Text excerpt -
-- -- --

March 1, 2024

About the Author: Arwen

Arwen is a keen piano enthusiast and loves the instrument. She is also a student of marketing and loves creative work!

When you tend to look at the how and why of things, you grow a deeper understanding and grow in knowledge. Nevertheless, whether you approach life with a deeper or shallow outlook, have you ever wondered how a piano works?

The Piano is considered one of the most intricate instruments in existence due to its many complex components, parts and pieces that make up the instrument. It is also one of the easiest instruments to start learning, due to getting a direct sound response when applying pressure to any of the keys- regardless of skill.

Most other instruments require specific methods to at least produce somewhat of a sound instead of a shrill or even nothing at all. Yet, although piano is easy to start learning, you will find that further along your musical journey there is much more to it than just pressing a key. Knowing how the instrument works is an incredibly beneficial way to truly play with understanding and deep emotion every time you decide to sit down.

Being able to play the piano is a real treasure. One that I believe every person must pursue should the opportunity arise. Let us take a closer look at the heart of this instrument and what makes it tick.

Bartolomeo Cristofori

Background and History

The first piano ever created was done so by a man named Bartolomeo Cristofori around the year 1700. This era was called the Baroque, where the most popular instrument one could play was the harpsichord. Cristofori was quite a skilled and accredited Italian harpsichord maker.

-- -- --

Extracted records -
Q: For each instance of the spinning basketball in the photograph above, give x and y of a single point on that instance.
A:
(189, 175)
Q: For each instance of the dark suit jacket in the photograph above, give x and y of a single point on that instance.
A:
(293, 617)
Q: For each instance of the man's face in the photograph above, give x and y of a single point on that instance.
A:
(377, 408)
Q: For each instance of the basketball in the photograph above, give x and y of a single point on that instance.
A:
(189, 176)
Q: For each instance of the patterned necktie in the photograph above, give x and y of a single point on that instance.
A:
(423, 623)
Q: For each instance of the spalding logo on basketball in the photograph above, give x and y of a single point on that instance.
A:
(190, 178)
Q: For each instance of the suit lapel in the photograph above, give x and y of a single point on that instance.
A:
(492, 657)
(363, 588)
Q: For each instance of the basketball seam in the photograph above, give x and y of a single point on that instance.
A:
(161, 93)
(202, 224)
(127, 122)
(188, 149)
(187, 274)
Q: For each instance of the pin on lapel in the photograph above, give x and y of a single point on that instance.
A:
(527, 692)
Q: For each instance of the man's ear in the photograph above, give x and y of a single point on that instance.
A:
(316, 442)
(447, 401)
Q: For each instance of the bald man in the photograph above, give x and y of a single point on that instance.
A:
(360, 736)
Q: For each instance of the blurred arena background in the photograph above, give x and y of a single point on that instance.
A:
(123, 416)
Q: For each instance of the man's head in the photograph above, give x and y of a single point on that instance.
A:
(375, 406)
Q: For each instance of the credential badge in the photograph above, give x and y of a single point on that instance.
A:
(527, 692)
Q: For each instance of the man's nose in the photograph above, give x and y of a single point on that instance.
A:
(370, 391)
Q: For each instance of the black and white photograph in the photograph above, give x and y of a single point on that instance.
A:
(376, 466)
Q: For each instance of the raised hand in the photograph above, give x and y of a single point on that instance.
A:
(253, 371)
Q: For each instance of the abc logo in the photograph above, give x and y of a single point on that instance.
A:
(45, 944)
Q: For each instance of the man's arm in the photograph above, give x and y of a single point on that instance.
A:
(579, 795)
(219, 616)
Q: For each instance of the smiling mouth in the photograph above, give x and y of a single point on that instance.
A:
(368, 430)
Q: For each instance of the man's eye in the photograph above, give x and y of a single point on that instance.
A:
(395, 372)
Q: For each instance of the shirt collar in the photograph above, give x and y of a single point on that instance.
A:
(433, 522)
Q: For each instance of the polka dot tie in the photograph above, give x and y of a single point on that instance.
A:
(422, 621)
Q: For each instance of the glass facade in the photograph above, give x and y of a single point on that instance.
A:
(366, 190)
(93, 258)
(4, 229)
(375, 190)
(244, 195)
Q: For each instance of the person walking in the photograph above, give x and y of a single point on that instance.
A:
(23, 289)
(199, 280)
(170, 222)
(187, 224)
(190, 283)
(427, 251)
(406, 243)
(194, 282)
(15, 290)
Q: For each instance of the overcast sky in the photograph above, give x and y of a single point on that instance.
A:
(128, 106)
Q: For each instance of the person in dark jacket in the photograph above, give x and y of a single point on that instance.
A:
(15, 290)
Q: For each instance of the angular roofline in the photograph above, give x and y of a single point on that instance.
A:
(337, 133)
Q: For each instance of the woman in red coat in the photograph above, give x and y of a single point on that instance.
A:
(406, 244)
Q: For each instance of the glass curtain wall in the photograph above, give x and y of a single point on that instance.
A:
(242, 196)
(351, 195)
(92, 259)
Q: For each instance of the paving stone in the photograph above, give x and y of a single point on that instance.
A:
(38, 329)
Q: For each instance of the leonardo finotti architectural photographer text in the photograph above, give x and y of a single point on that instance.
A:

-- -- --

Requests -
1. Reproduce the passage of the piano article that begins at the words "The first piano" and stops after the words "Italian harpsichord maker.", keeping its wording unchanged.
2. Carry on the piano article from its last sentence, picking up directly after the line about Cristofori's work as a harpsichord maker.

Answers given -
1.
The first piano ever created was done so by a man named Bartolomeo Cristofori around the year 1700. This era was called the Baroque, where the most popular instrument one could play was the harpsichord. Cristofori was quite a skilled and accredited Italian harpsichord maker.

2.
In a nutshell, he took the harpsichord and made it ‘better’. By better I mean he made it easier for the player to control the dynamics, he gave it a wider range of keys and more.

Cristofori created an instrument where musicians can truly express themselves and have it reflect in the sound as well. The harpsichord made it difficult for musicians to live out the music and play it to its best potential since it is almost impossible to gradually shift in dynamics or change at all. Thus most Baroque pieces lack dynamic indication (p, mf, F etc.), exactly due to this very reason. So instead of being limited to playing only one level of volume, the piano allows us to switch between any level of volume with ease.

But what did Cristofori do to the piano to make such a big impact?

The harpsichord uses a plucking mechanism that usually consists of leather or quill. The strings are plucked which produces the well-known harpsichord sound. Since these strings are plucked, it limits the effective use of alternating between different dynamics such as soft or loud. Whereas the piano uses a hammer to strike the strings inside. It allows much more control over the volume. This improvement already makes an immense difference.

Inside of grand piano

So How does a Piano Really Work?

The piano has a lot of moving parts. Thus, Whenever pressure is applied to a key, it sets off a bunch of movements within. Parts called the whippen, jack and repetition lever are the first to start moving. The whippen takes the pressure input and transforms it into a hammer strike. Then the hammer makes contact with the strings- making it vibrate- and this vibration resonates a loud sound. Not only does the soundboard vibrate, but the entire piano too! A damper rests on the strings to keep them from vibrating when a key is not played or is stopped playing. This damper is covered with felt to maximise the effect it already has.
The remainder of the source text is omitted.